What you are asked to do:
Write out, word for word, the lines starting with the one that contains "We need ground-truth boxes for skin" and going on through the one that contains "[301,229,322,245]", both included.

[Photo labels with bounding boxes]
(begin)

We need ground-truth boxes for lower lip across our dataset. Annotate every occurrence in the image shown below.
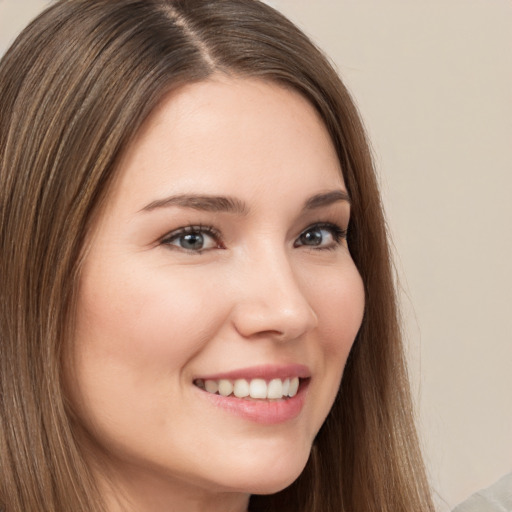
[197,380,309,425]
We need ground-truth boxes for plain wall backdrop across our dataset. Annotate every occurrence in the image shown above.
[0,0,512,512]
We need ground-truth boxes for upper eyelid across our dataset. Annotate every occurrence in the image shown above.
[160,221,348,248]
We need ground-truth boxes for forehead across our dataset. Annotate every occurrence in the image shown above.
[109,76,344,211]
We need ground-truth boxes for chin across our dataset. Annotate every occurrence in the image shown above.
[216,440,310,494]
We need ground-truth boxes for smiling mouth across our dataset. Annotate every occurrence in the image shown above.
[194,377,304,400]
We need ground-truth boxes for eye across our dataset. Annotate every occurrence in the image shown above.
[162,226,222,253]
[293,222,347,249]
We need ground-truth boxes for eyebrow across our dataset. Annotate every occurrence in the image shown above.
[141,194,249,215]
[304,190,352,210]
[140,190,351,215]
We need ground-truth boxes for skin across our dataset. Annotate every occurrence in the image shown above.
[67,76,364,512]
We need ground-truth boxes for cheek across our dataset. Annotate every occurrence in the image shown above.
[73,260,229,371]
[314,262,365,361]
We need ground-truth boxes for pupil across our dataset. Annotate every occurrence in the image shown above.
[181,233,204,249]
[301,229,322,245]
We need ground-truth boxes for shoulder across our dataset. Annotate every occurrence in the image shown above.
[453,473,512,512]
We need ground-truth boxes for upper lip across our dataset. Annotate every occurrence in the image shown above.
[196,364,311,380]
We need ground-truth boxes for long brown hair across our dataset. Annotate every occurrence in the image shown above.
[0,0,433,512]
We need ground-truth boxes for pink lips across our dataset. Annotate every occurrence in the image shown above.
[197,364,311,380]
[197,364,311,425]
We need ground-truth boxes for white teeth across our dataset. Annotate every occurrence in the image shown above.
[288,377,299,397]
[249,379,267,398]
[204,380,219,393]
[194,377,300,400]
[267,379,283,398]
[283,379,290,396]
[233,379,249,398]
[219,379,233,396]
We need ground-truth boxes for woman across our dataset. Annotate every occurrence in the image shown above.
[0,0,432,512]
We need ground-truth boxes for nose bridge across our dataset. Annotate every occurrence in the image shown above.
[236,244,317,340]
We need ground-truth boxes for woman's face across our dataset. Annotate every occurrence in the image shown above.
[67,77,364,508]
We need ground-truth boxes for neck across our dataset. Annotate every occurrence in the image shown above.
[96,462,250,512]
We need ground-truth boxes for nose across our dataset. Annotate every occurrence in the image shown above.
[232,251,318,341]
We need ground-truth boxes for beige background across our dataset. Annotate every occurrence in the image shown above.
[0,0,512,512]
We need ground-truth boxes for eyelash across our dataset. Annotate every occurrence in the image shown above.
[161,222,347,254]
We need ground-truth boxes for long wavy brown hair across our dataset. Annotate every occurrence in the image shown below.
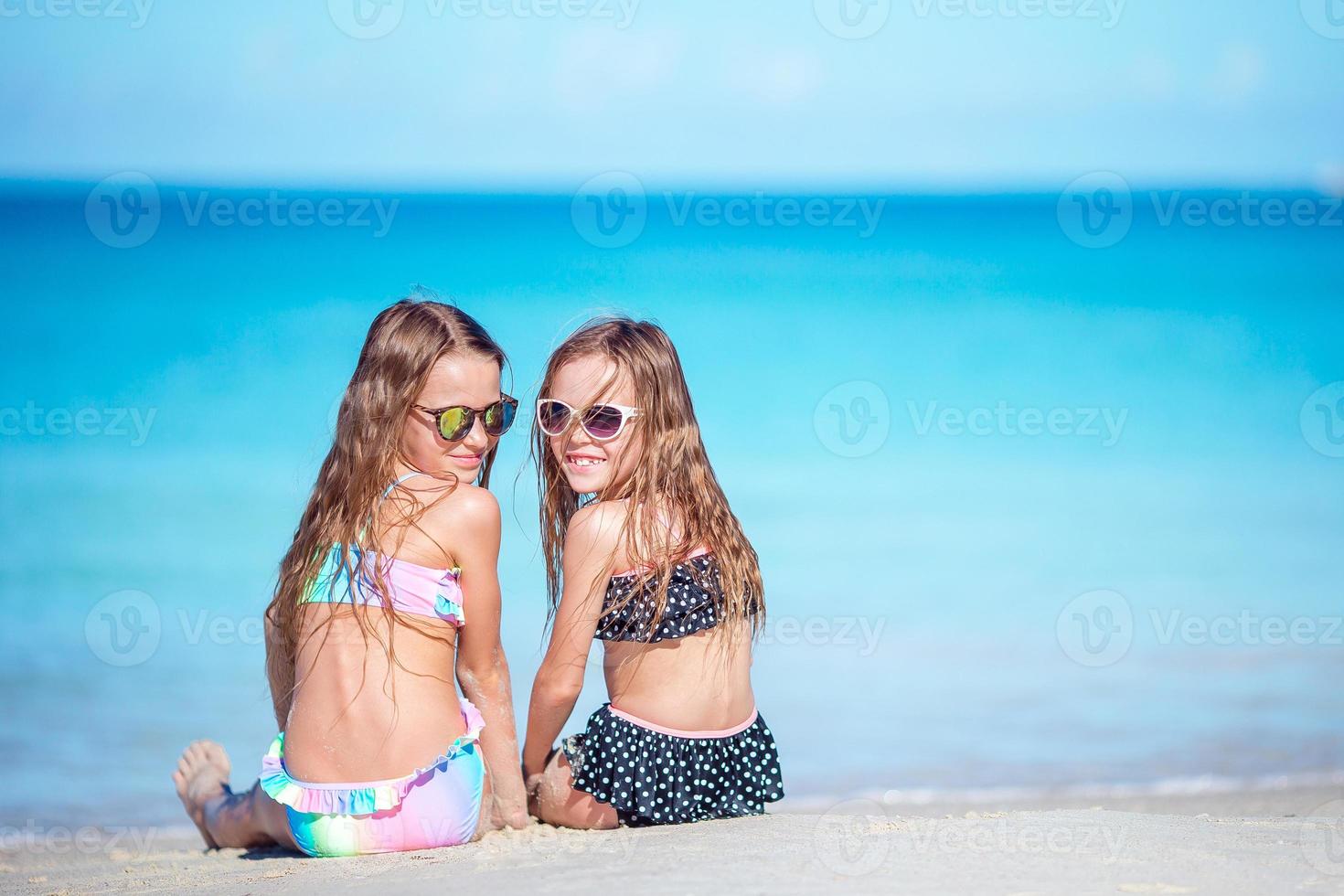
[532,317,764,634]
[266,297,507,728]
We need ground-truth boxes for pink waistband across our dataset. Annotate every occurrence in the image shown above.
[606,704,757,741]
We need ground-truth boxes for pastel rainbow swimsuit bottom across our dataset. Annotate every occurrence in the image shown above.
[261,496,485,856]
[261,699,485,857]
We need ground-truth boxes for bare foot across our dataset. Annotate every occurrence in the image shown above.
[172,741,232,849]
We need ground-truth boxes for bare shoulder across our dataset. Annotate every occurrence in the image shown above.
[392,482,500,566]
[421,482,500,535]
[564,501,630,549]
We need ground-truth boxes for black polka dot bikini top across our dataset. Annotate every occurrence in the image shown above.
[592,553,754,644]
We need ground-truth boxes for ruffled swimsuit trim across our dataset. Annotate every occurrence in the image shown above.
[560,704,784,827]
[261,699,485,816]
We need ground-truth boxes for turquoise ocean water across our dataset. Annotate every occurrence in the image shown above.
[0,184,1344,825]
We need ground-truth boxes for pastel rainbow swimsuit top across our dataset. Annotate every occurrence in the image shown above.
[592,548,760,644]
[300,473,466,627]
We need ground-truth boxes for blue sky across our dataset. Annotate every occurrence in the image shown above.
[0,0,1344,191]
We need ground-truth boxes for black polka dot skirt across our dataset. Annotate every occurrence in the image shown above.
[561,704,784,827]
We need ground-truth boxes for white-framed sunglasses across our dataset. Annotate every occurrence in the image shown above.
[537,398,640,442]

(end)

Solution for this task:
We need ground-truth boxes for skin across our dataset. Annotate every occurrence in the image shown above.
[67,76,364,512]
We need ground-truth boxes for cheek across our dataset. Annotate every occurrence in the image shown above.
[73,260,229,371]
[314,262,365,361]
We need ground-truth boxes for pupil across our dataset. Annotate every occurrence in the image shown above.
[181,233,204,249]
[301,229,322,245]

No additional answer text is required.